Hampstead Theatre Downstairs' habit of sending shows southward to Trafalgar Studios continues with Richard Bean's Kiss Me. A character study set in post-World War One London, it's a two-hander concerning the attempts of a war widow to conceive a child via an arranged liaison with a younger man. As slight as it is smart, it is grounded by two astonishing performances from Claire Lams and Ben Lloyd-Hughes, returning to roles they originated in Hampstead last year.

Bean, of course, is best known for grander comedies like One Man, Two Guvnors. This is cut from very different cloth. A period piece that never feels musty, it focuses on lorry driver Stephanie (Lams) who is, to quote the play, "a modern woman" dampened by the weight of postwar loss and the quiet destruction that guilt and longing can wreak after the battles have ceased. At 32, she is conscious that her social standing will be affected by parenthood but nonetheless arranges conception through an unseen doctor, who sends former public schoolboy, Dennis (Lloyd-Hughes), in her direction. So far so prescribed, you might think, until this arranged pairing gives way to something that could well be love. Ben Lloyd-Hughes and Claire Lams in 'Kiss Me' The duo (pictured above) are perfectly matched: Lloyd-Hughes's mysterious businessman is calm and composed yet prone to bursts of excitement and passion. The guilt he feels at having missed out on the war (he ran his Barbados-based sugar plantation instead) has transformed him into a serial impregnator, a status that generates laughter –  202 children from over 700 liaisons –  before giving way to numbness as the grim realities of his "mission" are revealed. He fathers from a sense of duty to replace lost lives; he often walks past wounded and shellshocked veterans on his way to the various assignations. (The actor is the younger brother of Henry Lloyd-Hughes, seen recently at Hampstead in Occupational Hazards.)

- **TASKS TO PERFORM**:
(a) According to the review, how old is Stephanie?
(b) For each statement below, say whether the review agrees with it, and quote the review's words that decide it.
(i) Stephanie works as a lorry driver.
(ii) Dennis fought in the war.
(iii) The two actors first played these roles at Trafalgar Studios.
(c) From the review, copy out the passage that begins at the words "Hampstead Theatre Downstairs'" and ends after "in Hampstead last year.".

- **EXERCISE DATA**:
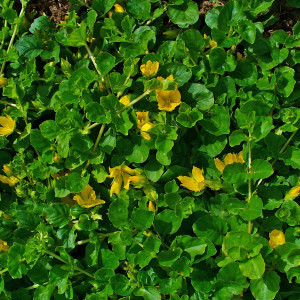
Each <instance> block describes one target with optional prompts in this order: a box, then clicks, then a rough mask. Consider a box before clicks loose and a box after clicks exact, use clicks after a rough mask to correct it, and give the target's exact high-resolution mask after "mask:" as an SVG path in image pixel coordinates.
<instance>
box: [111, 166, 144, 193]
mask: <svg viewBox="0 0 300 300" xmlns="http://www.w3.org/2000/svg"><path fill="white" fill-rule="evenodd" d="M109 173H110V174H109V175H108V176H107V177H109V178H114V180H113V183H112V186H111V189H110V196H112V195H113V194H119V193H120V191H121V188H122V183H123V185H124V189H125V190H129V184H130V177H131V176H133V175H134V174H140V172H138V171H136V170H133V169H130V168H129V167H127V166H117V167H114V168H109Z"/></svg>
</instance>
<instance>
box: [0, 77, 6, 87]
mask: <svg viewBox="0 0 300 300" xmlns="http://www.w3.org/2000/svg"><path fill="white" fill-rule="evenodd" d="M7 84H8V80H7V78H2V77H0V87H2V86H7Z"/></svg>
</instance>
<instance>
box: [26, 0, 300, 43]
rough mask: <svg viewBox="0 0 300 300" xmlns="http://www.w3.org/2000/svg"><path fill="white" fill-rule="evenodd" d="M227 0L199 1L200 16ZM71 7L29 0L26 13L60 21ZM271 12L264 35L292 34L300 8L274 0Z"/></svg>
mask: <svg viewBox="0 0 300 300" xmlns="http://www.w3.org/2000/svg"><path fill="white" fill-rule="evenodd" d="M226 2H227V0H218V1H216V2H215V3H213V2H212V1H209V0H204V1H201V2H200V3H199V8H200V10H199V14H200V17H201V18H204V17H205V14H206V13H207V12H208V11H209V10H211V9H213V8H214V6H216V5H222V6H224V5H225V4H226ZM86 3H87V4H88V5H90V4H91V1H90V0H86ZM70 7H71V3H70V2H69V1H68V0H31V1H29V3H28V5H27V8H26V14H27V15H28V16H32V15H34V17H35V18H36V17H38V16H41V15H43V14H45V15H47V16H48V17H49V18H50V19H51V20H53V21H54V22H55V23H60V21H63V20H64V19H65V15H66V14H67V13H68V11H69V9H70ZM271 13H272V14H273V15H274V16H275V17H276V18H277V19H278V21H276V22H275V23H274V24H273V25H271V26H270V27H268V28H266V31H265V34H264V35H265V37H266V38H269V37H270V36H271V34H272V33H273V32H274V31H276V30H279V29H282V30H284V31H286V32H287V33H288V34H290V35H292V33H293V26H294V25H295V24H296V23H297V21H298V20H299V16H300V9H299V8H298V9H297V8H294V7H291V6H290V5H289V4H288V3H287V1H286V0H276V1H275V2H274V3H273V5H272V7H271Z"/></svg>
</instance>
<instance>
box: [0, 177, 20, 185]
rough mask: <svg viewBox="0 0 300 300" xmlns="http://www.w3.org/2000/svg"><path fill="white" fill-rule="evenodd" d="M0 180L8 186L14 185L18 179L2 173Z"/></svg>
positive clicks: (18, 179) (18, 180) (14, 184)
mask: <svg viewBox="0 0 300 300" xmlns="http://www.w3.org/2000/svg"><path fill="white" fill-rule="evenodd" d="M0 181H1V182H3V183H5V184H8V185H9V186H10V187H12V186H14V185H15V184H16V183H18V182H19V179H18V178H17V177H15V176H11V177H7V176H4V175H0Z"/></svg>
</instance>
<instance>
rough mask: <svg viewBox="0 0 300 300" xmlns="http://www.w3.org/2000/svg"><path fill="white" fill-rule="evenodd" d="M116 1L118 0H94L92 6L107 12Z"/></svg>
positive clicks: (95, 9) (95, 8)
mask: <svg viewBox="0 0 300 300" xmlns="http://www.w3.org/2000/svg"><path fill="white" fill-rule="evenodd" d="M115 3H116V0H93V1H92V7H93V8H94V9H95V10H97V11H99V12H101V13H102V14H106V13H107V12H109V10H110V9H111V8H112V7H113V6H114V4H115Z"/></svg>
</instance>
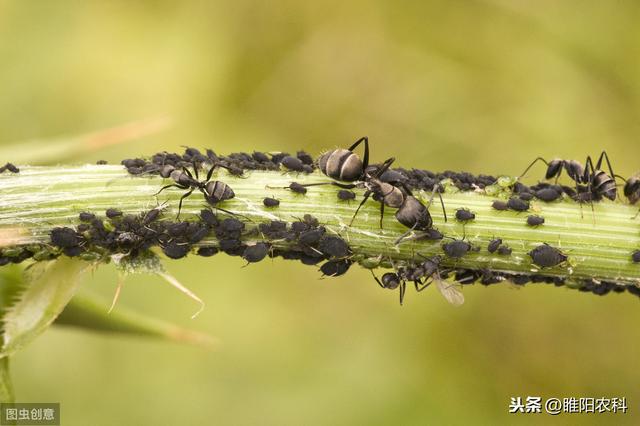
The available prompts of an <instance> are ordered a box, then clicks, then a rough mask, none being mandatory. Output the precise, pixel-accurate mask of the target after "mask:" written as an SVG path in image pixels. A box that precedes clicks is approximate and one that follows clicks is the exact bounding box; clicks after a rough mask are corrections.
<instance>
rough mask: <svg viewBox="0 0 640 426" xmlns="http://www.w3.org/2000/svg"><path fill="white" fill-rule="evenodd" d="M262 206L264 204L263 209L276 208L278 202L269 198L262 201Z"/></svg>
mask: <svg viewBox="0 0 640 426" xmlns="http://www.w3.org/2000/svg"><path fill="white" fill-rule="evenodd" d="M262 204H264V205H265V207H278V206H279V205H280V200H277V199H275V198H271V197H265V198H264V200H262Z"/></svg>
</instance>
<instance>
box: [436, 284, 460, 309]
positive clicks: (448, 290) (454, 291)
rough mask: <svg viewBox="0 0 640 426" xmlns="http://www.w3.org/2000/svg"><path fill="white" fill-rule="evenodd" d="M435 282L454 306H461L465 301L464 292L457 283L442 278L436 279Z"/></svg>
==
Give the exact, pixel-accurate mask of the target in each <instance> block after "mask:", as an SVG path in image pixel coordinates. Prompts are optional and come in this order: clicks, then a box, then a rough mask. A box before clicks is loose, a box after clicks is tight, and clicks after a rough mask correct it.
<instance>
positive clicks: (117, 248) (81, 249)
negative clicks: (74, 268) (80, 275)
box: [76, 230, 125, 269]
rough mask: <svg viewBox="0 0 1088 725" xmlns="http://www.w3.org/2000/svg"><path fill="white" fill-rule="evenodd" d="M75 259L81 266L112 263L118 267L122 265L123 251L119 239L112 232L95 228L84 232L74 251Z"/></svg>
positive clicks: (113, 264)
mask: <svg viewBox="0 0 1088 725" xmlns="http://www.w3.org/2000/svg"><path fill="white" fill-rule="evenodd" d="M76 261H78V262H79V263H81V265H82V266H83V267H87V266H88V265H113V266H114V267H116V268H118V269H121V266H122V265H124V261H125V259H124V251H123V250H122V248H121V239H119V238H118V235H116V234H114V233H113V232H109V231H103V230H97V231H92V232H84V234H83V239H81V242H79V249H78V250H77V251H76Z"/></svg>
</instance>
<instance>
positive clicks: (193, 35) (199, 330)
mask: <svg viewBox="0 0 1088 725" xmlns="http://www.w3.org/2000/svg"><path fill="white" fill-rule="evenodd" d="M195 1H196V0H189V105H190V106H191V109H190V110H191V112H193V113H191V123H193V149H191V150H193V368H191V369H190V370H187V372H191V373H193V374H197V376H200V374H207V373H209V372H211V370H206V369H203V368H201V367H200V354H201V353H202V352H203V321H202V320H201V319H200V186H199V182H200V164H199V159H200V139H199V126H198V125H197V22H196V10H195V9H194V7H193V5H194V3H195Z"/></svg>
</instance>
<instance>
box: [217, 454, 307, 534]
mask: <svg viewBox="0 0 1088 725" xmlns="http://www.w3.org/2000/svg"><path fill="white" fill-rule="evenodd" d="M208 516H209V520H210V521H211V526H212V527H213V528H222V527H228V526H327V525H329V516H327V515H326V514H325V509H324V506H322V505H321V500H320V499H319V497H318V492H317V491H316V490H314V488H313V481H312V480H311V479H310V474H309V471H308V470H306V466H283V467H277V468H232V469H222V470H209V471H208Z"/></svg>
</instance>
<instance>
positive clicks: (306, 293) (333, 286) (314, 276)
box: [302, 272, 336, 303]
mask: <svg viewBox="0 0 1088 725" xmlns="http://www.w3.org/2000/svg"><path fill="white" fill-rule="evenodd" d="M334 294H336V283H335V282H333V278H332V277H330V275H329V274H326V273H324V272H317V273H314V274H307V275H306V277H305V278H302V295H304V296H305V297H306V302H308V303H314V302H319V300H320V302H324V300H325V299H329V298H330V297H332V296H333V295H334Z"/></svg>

- **ANSWERS IN ORDER**:
(a) She is 32.

(b)
(i) Yes: "it focuses on lorry driver Stephanie (Lams)"
(ii) No: "The guilt he feels at having missed out on the war (he ran his Barbados-based sugar plantation instead)"
(iii) No: "returning to roles they originated in Hampstead last year"

(c)
Hampstead Theatre Downstairs' habit of sending shows southward to Trafalgar Studios continues with Richard Bean's Kiss Me. A character study set in post-World War One London, it's a two-hander concerning the attempts of a war widow to conceive a child via an arranged liaison with a younger man. As slight as it is smart, it is grounded by two astonishing performances from Claire Lams and Ben Lloyd-Hughes, returning to roles they originated in Hampstead last year.